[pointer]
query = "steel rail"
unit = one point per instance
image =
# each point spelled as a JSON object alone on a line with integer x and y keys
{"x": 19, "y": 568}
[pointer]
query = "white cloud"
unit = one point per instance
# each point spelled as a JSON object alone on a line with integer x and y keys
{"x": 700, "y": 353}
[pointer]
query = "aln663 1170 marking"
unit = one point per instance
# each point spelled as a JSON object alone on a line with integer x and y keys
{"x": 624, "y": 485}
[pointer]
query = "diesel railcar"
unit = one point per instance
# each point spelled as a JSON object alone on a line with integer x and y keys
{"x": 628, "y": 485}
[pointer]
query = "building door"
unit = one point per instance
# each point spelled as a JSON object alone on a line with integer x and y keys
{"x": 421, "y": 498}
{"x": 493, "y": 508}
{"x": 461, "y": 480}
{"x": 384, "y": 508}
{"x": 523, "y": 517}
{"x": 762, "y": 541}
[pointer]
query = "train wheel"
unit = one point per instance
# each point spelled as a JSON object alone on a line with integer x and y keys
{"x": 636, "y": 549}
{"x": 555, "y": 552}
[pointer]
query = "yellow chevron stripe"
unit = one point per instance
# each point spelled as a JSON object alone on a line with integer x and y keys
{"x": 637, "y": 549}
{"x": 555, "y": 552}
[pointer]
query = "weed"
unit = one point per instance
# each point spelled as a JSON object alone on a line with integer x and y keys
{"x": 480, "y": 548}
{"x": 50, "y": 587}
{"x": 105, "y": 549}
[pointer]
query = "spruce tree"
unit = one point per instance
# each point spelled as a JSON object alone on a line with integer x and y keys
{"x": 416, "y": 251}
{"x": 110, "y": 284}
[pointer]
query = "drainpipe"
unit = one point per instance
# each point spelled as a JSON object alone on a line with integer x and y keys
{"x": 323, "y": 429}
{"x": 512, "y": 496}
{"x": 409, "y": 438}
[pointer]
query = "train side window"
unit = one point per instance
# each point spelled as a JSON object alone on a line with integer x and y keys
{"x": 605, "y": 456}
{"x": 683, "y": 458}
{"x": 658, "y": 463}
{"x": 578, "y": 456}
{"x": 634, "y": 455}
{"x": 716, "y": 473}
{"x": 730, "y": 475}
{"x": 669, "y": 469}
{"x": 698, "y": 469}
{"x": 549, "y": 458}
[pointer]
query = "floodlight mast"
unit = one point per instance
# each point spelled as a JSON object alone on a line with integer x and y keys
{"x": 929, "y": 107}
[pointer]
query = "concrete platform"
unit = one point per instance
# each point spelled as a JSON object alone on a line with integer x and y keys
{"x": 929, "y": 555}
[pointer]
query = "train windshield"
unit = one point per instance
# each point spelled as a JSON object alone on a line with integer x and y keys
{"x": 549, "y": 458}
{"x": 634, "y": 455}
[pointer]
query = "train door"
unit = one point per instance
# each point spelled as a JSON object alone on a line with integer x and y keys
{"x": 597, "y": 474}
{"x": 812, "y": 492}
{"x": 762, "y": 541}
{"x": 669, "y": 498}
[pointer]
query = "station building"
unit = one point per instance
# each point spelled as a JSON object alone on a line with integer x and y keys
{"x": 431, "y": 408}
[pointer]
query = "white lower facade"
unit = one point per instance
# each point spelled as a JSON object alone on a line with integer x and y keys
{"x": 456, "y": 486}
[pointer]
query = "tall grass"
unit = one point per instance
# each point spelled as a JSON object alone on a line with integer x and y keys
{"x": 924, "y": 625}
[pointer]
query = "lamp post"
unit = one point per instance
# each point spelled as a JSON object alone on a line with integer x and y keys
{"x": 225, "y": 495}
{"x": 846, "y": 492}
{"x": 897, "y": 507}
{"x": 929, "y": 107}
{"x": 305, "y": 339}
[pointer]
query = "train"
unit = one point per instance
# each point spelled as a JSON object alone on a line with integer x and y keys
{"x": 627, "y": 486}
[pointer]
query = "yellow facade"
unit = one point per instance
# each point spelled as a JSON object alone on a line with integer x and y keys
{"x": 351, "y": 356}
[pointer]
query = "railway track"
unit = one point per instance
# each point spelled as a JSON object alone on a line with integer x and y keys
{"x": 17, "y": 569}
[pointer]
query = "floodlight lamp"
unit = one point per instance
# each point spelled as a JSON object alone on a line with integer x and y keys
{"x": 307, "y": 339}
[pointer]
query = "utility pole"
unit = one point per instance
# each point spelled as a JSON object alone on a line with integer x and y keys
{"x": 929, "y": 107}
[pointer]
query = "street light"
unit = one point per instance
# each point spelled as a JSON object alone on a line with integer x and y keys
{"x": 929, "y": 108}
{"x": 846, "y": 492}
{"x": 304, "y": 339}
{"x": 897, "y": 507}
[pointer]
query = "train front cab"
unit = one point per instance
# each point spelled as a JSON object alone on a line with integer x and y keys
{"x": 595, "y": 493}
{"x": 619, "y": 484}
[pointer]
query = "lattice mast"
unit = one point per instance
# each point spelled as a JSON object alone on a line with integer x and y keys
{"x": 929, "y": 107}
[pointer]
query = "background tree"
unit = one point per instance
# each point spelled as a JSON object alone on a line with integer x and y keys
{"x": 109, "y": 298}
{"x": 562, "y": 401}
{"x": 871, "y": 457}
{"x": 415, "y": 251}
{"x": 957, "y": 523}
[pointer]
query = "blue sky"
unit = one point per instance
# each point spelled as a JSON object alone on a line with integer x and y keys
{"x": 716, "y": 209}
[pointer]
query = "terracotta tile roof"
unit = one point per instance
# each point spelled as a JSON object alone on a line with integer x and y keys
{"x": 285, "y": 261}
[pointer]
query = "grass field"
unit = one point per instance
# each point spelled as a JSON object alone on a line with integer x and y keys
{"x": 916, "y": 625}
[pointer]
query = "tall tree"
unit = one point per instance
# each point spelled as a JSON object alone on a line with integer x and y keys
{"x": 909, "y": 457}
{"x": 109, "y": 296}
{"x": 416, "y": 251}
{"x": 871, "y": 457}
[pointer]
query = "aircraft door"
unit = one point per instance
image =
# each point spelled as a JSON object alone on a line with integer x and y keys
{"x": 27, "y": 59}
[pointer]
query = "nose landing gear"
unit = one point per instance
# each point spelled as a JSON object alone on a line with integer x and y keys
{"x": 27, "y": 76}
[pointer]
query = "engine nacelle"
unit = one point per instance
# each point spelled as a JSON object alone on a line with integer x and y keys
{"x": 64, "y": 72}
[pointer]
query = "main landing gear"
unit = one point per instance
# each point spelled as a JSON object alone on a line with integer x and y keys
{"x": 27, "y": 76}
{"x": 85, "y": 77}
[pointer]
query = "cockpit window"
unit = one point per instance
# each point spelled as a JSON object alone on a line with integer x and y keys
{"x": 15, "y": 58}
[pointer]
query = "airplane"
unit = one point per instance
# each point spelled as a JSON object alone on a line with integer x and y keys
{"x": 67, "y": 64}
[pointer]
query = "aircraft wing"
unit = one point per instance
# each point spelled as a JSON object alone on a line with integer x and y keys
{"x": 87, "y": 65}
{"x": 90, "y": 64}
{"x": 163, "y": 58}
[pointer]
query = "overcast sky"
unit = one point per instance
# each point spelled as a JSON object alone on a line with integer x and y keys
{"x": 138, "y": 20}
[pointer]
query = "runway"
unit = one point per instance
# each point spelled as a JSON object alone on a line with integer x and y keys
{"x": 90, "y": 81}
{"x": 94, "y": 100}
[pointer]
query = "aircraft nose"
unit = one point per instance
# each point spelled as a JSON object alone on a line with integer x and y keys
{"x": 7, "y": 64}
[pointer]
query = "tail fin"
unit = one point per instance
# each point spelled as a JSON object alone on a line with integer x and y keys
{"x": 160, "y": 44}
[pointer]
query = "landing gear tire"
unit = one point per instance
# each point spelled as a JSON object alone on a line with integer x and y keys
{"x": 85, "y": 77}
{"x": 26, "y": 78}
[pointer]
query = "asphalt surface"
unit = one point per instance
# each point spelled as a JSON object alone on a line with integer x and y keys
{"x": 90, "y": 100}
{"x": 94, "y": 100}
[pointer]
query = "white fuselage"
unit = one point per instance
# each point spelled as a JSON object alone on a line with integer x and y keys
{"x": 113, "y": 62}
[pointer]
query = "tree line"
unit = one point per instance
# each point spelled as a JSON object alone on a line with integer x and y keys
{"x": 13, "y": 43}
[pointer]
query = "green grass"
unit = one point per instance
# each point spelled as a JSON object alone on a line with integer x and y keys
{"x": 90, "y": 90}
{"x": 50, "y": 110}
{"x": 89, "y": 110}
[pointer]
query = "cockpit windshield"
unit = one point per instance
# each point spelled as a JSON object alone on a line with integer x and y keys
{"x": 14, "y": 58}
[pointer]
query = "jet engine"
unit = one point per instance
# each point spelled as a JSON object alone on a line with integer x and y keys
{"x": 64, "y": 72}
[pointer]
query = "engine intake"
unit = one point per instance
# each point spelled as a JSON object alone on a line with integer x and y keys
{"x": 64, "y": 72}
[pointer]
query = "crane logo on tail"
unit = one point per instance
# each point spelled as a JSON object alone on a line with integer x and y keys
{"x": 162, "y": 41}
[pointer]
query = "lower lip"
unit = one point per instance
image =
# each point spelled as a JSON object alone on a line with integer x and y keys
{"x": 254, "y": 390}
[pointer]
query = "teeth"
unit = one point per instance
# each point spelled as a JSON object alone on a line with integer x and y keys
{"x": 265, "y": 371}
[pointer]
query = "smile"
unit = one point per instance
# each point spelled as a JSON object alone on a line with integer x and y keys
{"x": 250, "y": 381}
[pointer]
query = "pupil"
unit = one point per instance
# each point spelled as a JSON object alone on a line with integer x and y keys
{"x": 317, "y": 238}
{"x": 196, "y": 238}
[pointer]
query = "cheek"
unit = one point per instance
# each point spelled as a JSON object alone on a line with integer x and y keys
_ _ _ _
■ **WRITTEN EXERCISE**: Return every line of the listing above that contains the string "train".

■ **WRITTEN SOLUTION**:
query = "train wheel"
query = "train side window"
query = "train windshield"
query = "train door"
query = "train"
query = "train front cab"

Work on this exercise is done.